- **Directions for this task**:
Excluding pictures, retype the line with "Target: crispy breaded coating" and each line that follows it to the end of the data below, word for word.

- **Supplied material**:

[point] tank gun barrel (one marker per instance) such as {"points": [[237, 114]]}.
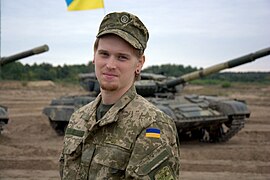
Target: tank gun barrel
{"points": [[24, 54], [218, 67]]}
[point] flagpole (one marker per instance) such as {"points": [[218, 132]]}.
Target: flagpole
{"points": [[104, 7]]}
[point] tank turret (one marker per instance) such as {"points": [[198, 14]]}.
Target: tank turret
{"points": [[4, 118], [207, 118], [153, 87], [24, 54]]}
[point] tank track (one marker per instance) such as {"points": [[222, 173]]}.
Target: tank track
{"points": [[219, 135]]}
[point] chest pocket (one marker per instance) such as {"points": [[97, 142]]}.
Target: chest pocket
{"points": [[112, 156], [72, 146]]}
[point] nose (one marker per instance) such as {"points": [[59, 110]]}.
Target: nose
{"points": [[111, 63]]}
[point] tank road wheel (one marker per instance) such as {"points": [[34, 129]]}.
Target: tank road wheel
{"points": [[226, 131], [59, 126]]}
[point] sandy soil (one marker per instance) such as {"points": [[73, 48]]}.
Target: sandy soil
{"points": [[29, 148]]}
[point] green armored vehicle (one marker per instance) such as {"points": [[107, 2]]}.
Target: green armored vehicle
{"points": [[6, 60], [208, 118]]}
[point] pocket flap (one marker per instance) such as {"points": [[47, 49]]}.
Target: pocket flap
{"points": [[153, 160], [71, 144], [113, 157]]}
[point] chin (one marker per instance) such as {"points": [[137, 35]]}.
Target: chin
{"points": [[109, 87]]}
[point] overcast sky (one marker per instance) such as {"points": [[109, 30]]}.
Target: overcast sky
{"points": [[199, 33]]}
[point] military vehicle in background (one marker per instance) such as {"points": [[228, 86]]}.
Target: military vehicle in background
{"points": [[208, 118], [9, 59]]}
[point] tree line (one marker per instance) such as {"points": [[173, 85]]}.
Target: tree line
{"points": [[69, 73]]}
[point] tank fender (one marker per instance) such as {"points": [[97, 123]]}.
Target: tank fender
{"points": [[231, 107]]}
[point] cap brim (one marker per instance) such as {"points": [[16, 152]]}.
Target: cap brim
{"points": [[124, 35]]}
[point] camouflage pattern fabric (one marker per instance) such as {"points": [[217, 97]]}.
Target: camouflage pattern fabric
{"points": [[127, 26], [133, 140]]}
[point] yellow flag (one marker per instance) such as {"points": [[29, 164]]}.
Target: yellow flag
{"points": [[76, 5]]}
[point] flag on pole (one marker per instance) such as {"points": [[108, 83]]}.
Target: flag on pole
{"points": [[76, 5]]}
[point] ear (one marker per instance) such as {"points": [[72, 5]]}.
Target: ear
{"points": [[141, 62]]}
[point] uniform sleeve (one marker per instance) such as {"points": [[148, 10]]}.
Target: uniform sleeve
{"points": [[156, 153]]}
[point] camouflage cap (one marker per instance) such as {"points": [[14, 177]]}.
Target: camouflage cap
{"points": [[127, 26]]}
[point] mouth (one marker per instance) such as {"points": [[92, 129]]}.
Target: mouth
{"points": [[109, 75]]}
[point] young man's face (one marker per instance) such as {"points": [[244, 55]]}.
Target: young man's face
{"points": [[115, 63]]}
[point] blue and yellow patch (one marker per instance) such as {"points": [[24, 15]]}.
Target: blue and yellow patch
{"points": [[153, 133]]}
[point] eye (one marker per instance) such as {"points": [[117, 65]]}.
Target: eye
{"points": [[103, 53], [122, 58]]}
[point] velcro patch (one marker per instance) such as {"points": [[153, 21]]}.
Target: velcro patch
{"points": [[152, 133], [164, 173]]}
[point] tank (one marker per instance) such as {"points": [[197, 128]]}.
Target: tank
{"points": [[206, 118], [9, 59]]}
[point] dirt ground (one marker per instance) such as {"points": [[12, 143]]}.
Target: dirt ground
{"points": [[29, 148]]}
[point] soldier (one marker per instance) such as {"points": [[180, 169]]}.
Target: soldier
{"points": [[120, 135]]}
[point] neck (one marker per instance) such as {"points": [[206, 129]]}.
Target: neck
{"points": [[110, 97]]}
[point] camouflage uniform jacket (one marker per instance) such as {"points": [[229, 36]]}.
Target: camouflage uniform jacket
{"points": [[121, 144]]}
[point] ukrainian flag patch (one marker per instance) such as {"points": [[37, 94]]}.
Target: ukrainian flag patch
{"points": [[152, 133]]}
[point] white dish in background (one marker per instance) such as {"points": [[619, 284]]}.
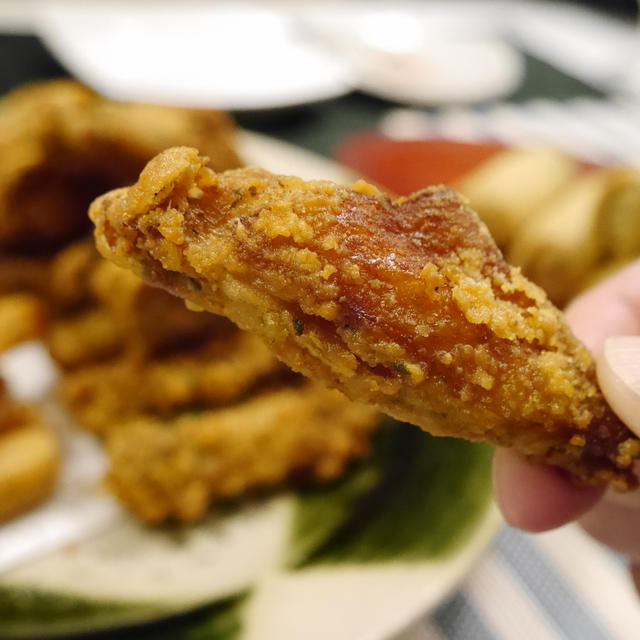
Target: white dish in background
{"points": [[269, 55]]}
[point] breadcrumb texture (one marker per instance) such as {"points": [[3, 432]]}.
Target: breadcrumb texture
{"points": [[405, 304], [29, 458], [61, 144]]}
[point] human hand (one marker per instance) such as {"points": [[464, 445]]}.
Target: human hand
{"points": [[536, 498]]}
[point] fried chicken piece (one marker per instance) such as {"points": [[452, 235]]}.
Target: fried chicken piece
{"points": [[21, 318], [84, 338], [61, 145], [162, 470], [98, 310], [29, 458], [213, 374], [405, 304], [24, 274]]}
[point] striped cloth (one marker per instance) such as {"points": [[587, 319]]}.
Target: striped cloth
{"points": [[560, 585]]}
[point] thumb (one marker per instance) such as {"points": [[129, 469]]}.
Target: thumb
{"points": [[619, 378]]}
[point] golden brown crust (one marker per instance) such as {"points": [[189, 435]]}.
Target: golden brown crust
{"points": [[177, 470], [405, 304]]}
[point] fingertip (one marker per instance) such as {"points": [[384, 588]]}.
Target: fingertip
{"points": [[536, 498]]}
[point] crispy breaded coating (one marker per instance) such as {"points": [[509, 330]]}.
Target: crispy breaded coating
{"points": [[24, 274], [29, 457], [406, 304], [176, 470], [61, 145], [21, 318], [213, 374]]}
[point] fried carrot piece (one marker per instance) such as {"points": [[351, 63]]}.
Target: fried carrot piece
{"points": [[405, 304]]}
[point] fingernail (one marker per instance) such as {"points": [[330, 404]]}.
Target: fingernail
{"points": [[619, 378]]}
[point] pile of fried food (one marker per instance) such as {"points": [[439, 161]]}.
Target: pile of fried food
{"points": [[565, 223], [190, 408]]}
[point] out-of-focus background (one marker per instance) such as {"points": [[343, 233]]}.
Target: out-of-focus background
{"points": [[529, 108]]}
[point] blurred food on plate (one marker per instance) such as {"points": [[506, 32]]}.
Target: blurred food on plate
{"points": [[190, 408], [29, 457], [566, 223]]}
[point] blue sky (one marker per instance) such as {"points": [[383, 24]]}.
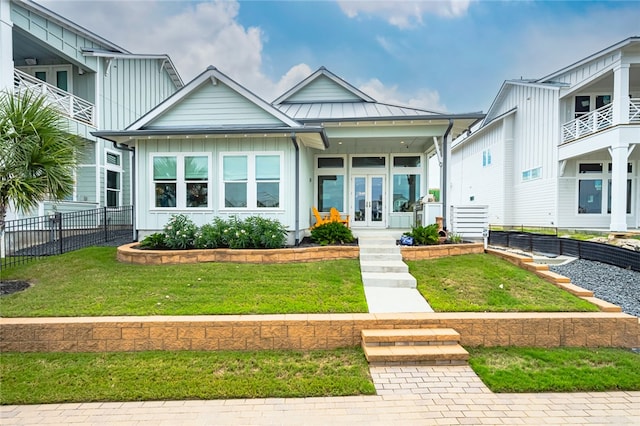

- **Task answer**:
Target: crispy breaded coating
{"points": [[24, 274], [29, 457], [406, 304], [176, 470], [61, 145], [21, 318], [213, 374]]}
[point] fried carrot piece (one marker per instance) such as {"points": [[351, 63]]}.
Target: fried carrot piece
{"points": [[405, 304]]}
[point] fingernail (one marker per instance) such as {"points": [[330, 404]]}.
Target: fingernail
{"points": [[619, 378]]}
[point] pile of fried food (one marker per instance) such as {"points": [[439, 161]]}.
Target: pile of fried food
{"points": [[565, 223], [190, 408]]}
[point] out-of-focus background (one marker per instance) such as {"points": [[343, 233]]}.
Target: out-of-focus background
{"points": [[529, 108]]}
[point] blurred food on plate (one marker per instance) such as {"points": [[506, 32]]}.
Target: blurred food on plate
{"points": [[190, 408], [29, 457], [566, 223]]}
[point] blue sky (one marker per instance) such as {"points": [[383, 24]]}.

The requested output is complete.